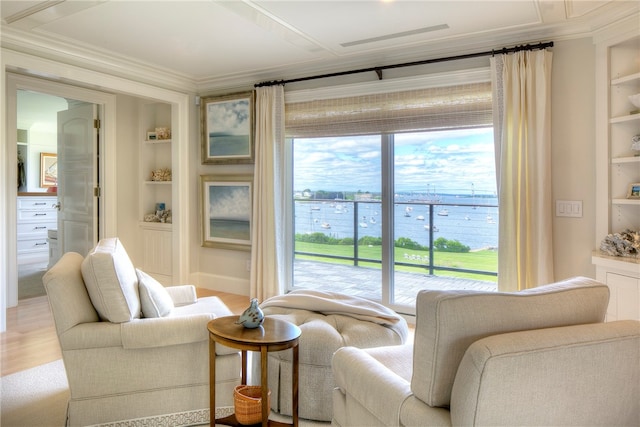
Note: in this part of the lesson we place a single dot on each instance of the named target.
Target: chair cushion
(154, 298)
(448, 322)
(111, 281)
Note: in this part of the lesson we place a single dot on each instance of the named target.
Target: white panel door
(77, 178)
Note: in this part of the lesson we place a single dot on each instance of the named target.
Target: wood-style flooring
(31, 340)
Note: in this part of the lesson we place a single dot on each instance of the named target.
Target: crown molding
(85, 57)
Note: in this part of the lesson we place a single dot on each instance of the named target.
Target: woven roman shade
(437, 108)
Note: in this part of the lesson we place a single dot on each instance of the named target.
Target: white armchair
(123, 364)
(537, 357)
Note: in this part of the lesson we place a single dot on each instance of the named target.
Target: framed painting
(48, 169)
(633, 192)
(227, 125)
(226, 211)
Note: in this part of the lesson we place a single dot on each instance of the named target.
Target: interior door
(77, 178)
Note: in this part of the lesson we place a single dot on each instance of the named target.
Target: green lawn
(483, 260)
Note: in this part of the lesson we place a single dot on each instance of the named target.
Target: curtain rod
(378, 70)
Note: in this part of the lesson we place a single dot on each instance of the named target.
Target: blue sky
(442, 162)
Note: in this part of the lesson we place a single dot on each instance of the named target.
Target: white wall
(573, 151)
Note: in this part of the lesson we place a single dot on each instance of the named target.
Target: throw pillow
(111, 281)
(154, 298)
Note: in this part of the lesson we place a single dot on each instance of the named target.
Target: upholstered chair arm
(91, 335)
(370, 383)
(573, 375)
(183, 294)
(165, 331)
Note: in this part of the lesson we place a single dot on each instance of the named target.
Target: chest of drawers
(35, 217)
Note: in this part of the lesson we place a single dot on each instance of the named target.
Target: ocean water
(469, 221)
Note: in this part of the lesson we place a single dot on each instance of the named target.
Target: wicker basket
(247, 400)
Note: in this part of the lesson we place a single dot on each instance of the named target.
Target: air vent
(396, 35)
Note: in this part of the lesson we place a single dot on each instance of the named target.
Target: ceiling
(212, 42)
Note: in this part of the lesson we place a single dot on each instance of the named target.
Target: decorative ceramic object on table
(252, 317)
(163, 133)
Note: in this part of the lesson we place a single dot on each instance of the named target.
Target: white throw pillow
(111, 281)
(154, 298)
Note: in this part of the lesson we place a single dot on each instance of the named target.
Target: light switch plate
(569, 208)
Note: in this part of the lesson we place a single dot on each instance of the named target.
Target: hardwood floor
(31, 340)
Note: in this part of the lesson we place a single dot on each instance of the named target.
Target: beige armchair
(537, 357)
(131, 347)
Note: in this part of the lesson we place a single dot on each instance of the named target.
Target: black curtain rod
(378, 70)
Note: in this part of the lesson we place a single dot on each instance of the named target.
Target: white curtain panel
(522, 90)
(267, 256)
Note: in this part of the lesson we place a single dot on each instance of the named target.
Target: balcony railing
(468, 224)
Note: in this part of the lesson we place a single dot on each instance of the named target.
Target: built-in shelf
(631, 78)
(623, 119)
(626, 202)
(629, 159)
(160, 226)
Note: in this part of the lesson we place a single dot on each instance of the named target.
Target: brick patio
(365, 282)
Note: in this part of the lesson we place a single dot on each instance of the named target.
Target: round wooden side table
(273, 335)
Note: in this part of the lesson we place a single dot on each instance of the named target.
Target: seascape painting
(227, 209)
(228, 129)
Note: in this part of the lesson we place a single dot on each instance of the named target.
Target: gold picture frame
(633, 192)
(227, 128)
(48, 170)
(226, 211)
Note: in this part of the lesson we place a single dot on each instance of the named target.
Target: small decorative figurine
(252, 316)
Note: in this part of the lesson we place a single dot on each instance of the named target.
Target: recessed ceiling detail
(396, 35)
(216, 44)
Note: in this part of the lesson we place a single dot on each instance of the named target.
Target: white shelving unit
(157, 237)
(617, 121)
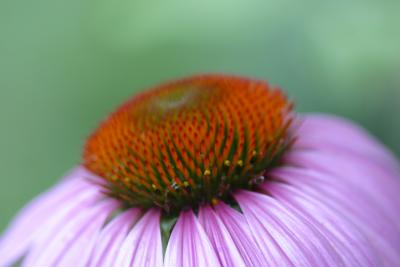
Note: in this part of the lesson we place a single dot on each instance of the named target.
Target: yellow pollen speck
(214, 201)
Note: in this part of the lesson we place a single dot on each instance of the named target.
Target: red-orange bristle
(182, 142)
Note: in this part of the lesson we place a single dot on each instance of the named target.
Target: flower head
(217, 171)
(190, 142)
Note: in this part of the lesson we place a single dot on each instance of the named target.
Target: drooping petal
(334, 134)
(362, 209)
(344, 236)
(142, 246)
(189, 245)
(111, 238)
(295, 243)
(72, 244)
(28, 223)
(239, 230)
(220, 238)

• _Task to carry out_: Repeat the data word for word; drop the pictures.

• _Expected answer_:
Note: in this part of the lesson we place a single dot on each instance of the named target.
Target: chair cushion
(154, 298)
(448, 322)
(111, 281)
Note: in this part of the lesson we place a single dot on each instance of the named target.
Target: white panel door
(77, 178)
Note: in this part of the lesson we place a single dot on each instance of the named target.
Target: wood-style flooring
(31, 340)
Note: in this part of the lesson we place a single dot on each instance of the named target.
Target: crown molding
(85, 57)
Note: in this part of the lesson we place a single dot on each instance of the named target.
Target: woven roman shade
(437, 108)
Note: in this part of the lesson we place a single dot on each instance of the named target.
Target: white armchair
(123, 364)
(537, 357)
Note: in this part of the lesson we place a single dot on each instance of the named target.
Target: framed painting
(48, 169)
(633, 192)
(227, 125)
(226, 211)
Note: in this part of the lesson we place a single dot on each instance of the named target.
Target: interior door
(77, 178)
Note: in this part of the lesson we place a single dot on each instance of the named target.
Target: green lawn
(483, 260)
Note: in this part of the lesson we place a single dot on each instance of the named target.
Target: curtain rod
(378, 70)
Note: in this part of the lesson we place a single dot on each instance of the named target.
Target: blue sky
(442, 162)
Note: in this part of the lesson we place a single dot on each instance of the named target.
Target: white wall
(573, 151)
Note: in this part of the lesson we place a single dot on each instance of the named target.
Target: throw pillow
(111, 281)
(154, 298)
Note: in this part of the lesson we place a single dot on each instance of the named target.
Target: upholstered chair arm
(91, 335)
(370, 383)
(573, 375)
(183, 294)
(165, 331)
Note: in this part of the lesson we place a single dot on each instance of the named target.
Target: chest of drawers
(35, 217)
Note: in this part of the lesson we place a single dot on each instance of the named target.
Target: ocean water
(469, 221)
Note: in this part of the lesson we place a single dot on each instance of the named target.
Target: wicker basket
(247, 400)
Note: in this part of the lesson we place a single dot on each instance of the named target.
Target: air vent
(396, 35)
Note: in this part of the lesson we place a single dot on each instance of the named target.
Target: ceiling
(212, 42)
Note: in this part of the lesson we place a single dot on each instance of the named target.
Target: decorative ceramic object on table
(252, 317)
(163, 133)
Note: in this part of the lesson we place a single dot on each instance of the named target.
Target: white throw pillow
(111, 281)
(154, 298)
Note: in this part of the lesson we place a single dot on each instance of the named target.
Target: light switch plate
(569, 208)
Note: in this part of the lesson we place a single dot on each instance of the named target.
Target: hardwood floor
(31, 340)
Note: in this part of the lesson we place a single dot on each instance of the named target.
Target: beige armchair
(537, 357)
(131, 347)
Note: in this part of the lesson we place a single dot on each instance of the named target.
Target: black curtain rod
(378, 70)
Note: in this part of the lesson we place a single dot on each instance of the named target.
Target: white curtain panel
(522, 90)
(267, 256)
Note: in this part of the lesson we place a single dot on each instance of the named target.
Target: balcony railing
(468, 224)
Note: in this part of the lesson we place a single dot on each instance of the named target.
Target: built-in shelf
(631, 78)
(623, 119)
(626, 202)
(629, 159)
(160, 226)
Note: in this part of the lesson we place a single dot on each instance of the named target.
Target: brick patio
(365, 282)
Note: in this part of the lesson we place a single dot on each instance of the named target.
Target: round wooden side table
(273, 335)
Note: in this part of the lesson we place a single dot on each instance of the named target.
Target: seascape painting
(227, 209)
(228, 129)
Note: in this part of the lesson we place a single dot on each instance of the named target.
Target: gold picture frame
(633, 192)
(227, 128)
(48, 170)
(226, 211)
Note: in this part of the lesson we place a single dot on each instance of the named target.
Target: small decorative figurine
(252, 316)
Note: in this part of the lesson we place a single dot on each instance of the named target.
Target: recessed ceiling detail
(396, 35)
(216, 44)
Note: in this part of the lesson we place a single dot on each instance of the named target.
Target: white shelving unit
(157, 237)
(617, 121)
Note: in this part of the lesson we place a single dot on each instance of the named target.
Target: yellow pollen speck
(214, 201)
Note: in this part of the lesson we place a single dot on each instance of the named target.
Target: red-orange bristle
(182, 142)
Note: in this part of the lesson we place a single dot on each instance of the named target.
Target: flower head
(217, 171)
(190, 142)
Note: in this part of the lesson we place a single dot on each instance of the named target.
Target: drooping petal
(334, 134)
(362, 209)
(344, 236)
(142, 246)
(189, 245)
(111, 238)
(295, 243)
(72, 244)
(28, 223)
(239, 230)
(220, 238)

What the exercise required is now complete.